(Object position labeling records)
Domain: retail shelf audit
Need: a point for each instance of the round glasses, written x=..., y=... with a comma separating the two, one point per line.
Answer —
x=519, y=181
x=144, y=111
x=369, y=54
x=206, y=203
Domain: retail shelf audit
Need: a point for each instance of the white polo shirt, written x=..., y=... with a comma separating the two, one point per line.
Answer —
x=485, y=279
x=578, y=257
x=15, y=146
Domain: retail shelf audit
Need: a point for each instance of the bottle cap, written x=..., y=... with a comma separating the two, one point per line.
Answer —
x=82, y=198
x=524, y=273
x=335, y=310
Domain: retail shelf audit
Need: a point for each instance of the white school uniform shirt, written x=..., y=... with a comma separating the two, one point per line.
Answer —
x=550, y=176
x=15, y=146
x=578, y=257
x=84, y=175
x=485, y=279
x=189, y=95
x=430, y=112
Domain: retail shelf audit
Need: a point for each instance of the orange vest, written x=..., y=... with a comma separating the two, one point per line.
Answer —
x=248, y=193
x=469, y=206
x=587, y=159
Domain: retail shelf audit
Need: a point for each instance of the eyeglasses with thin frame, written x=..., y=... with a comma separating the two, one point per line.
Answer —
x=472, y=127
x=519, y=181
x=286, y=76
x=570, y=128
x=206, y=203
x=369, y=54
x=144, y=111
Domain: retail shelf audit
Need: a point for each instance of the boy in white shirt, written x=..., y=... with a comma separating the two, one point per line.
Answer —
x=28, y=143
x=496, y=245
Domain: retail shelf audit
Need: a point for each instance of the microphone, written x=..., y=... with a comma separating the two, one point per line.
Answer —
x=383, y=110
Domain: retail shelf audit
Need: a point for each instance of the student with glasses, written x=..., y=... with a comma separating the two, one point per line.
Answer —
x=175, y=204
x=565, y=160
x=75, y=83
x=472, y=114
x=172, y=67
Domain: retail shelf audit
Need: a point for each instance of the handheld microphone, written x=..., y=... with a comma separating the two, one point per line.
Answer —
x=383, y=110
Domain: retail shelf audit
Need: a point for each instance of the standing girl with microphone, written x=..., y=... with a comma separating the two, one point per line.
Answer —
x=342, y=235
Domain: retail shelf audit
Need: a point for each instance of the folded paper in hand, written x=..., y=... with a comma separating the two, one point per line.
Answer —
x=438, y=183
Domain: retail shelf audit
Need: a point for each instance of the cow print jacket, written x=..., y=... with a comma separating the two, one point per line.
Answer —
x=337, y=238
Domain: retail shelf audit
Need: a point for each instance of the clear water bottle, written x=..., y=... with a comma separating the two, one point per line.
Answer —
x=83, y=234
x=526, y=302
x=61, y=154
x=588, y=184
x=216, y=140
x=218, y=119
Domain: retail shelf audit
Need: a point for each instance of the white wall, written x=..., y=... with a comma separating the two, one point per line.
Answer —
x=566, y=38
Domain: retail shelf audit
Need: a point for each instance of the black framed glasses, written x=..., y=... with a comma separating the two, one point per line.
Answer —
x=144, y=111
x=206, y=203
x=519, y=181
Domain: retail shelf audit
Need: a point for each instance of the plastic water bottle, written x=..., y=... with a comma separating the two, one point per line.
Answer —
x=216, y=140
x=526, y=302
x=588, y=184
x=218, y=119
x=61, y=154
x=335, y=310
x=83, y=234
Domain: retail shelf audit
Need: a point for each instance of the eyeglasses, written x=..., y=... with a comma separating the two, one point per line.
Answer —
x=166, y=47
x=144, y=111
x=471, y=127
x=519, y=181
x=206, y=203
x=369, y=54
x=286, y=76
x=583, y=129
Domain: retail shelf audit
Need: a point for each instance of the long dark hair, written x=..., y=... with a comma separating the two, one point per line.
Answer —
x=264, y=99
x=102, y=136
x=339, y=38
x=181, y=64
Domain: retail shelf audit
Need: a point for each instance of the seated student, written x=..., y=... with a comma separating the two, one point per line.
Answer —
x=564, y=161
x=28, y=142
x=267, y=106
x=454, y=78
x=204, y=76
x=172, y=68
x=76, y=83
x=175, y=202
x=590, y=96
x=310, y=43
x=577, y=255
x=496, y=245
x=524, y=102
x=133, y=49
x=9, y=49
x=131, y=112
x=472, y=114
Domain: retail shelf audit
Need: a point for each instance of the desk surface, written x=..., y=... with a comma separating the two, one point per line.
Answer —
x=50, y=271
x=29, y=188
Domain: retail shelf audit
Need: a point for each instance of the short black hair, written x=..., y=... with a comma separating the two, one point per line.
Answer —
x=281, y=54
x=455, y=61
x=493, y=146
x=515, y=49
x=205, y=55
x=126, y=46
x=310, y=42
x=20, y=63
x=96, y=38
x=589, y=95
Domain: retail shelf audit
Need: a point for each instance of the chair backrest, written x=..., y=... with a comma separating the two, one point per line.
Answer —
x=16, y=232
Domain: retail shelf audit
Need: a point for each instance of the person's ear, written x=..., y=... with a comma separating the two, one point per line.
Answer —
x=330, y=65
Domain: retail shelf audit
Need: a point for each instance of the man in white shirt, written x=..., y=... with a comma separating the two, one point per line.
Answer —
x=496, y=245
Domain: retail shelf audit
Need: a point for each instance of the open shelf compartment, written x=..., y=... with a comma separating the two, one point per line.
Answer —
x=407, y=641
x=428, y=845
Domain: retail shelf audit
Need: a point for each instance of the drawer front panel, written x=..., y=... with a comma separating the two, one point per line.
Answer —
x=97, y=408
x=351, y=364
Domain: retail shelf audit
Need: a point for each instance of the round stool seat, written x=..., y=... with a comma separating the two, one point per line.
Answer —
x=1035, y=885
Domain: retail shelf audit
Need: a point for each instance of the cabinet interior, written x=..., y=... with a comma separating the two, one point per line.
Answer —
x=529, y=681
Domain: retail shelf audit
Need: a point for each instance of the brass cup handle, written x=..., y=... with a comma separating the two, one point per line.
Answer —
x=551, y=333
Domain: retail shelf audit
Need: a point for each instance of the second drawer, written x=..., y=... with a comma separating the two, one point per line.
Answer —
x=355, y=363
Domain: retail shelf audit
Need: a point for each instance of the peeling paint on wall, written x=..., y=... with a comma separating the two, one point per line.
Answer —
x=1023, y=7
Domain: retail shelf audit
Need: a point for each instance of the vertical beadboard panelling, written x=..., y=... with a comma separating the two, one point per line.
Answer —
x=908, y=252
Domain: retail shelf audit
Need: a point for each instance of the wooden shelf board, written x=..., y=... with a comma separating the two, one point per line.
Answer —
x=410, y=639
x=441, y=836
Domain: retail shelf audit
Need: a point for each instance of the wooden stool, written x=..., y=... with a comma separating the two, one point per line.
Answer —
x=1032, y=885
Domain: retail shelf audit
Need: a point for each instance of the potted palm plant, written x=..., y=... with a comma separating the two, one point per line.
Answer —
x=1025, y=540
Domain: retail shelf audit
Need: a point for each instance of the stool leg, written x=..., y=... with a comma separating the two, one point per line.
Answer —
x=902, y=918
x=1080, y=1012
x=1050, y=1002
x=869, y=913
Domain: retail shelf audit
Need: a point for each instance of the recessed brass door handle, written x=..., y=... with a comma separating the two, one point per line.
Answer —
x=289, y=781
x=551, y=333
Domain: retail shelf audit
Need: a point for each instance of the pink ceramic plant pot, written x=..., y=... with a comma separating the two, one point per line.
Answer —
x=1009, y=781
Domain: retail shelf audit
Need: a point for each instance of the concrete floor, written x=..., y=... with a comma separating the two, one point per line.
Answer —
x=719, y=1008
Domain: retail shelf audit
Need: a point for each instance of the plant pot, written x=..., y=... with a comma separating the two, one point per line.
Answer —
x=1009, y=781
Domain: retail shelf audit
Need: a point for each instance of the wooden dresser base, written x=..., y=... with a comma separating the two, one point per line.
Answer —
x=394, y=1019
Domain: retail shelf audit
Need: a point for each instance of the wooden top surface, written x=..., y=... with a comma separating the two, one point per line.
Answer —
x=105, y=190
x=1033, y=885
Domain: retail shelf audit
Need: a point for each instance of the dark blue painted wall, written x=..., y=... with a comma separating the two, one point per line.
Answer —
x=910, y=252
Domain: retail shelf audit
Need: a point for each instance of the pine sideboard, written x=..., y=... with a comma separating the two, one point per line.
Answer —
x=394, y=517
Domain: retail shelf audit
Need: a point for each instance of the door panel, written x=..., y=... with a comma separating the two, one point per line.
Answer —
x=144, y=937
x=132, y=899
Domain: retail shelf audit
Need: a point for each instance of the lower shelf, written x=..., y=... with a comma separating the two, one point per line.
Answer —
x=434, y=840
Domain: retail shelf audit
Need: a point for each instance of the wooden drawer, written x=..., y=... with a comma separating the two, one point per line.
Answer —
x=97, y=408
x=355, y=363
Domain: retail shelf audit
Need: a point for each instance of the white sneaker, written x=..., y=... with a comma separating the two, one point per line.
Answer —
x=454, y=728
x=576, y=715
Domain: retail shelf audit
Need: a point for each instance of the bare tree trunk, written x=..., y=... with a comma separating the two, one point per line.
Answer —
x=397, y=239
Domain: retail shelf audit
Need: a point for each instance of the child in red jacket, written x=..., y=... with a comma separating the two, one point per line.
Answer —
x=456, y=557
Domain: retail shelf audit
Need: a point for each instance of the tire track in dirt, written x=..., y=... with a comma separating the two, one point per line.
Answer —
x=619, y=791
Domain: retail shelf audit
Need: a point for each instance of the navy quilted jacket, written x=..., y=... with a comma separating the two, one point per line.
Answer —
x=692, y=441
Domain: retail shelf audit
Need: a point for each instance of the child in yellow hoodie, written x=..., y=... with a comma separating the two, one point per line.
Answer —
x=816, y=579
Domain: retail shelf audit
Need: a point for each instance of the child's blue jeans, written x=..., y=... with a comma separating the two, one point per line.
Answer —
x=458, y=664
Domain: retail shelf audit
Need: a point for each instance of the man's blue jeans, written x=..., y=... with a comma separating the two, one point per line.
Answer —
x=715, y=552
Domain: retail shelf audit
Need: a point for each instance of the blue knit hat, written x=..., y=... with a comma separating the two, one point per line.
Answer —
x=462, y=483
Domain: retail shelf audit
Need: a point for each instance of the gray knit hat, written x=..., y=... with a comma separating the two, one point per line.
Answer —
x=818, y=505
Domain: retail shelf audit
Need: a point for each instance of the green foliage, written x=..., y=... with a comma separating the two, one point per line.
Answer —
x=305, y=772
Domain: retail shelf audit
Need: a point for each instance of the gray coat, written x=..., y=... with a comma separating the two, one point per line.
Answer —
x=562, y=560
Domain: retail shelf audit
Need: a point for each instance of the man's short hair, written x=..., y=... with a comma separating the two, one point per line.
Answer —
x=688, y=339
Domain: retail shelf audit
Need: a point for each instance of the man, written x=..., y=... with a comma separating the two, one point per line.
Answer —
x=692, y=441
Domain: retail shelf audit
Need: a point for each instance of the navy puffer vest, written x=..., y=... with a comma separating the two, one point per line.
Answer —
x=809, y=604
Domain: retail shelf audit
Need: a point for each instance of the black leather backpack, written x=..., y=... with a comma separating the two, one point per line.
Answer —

- Goal of the exercise:
List every line of the records that contains the word "jacket".

- Output below:
Need: a point for each instance of the cow print jacket, written x=..., y=... with a comma separating the two, one point per line.
Need: a point for each instance of the child in red jacket, written x=..., y=... with a comma separating the two, one point per line.
Need: a point for each instance of the navy quilted jacket, written x=..., y=... with a comma separating the two, one point per line.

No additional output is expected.